-- Opening Marker --
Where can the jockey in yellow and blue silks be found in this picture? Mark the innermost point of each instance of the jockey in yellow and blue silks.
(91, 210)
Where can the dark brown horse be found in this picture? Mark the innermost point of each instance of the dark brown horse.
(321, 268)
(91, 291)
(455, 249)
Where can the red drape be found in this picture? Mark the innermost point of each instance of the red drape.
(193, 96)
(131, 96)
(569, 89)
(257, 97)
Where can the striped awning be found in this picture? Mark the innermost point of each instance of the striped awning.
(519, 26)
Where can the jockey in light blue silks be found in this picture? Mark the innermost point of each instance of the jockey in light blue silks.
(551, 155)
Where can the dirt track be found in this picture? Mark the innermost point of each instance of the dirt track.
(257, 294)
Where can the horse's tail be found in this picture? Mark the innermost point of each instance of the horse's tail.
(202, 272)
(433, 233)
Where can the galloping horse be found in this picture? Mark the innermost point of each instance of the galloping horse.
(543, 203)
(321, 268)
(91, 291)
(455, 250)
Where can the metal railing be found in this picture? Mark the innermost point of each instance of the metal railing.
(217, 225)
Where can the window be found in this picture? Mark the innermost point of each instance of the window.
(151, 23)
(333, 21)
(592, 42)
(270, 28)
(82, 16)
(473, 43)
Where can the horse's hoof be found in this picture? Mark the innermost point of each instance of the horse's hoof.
-- Closing Marker --
-- Opening Marker --
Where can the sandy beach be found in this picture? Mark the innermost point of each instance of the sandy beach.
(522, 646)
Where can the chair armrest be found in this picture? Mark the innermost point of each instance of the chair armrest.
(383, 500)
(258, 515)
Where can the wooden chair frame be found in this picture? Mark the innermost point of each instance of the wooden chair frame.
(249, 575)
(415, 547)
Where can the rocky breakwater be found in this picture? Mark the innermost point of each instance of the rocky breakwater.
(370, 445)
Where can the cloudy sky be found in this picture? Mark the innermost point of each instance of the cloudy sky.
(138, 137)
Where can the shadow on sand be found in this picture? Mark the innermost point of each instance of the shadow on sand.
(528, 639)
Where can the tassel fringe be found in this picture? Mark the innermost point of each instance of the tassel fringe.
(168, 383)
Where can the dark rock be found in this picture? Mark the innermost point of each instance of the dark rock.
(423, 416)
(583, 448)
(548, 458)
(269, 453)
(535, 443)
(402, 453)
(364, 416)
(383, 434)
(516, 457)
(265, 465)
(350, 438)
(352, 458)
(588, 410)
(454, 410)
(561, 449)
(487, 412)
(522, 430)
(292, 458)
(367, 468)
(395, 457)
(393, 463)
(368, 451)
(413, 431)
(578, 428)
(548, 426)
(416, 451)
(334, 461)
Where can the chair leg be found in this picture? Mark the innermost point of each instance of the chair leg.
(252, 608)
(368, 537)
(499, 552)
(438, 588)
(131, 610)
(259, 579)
-- Closing Marker --
*Your instructions*
Taking the entries above, print exactly the lines starting at the line with "Where can the metal" and ending at the line with "Where can the horse's hoof", both included.

*Answer to this exercise*
Where can the metal railing be found in this picture? Mark the innermost point of each instance of the metal railing.
(217, 225)
Where can the window be found in this picture? Mark the innermost point of each instance of the window.
(151, 23)
(333, 21)
(592, 42)
(270, 28)
(82, 16)
(473, 43)
Where can the horse's hoof be found in this picture? Mark the innermost point of each instance of the horse's hoof.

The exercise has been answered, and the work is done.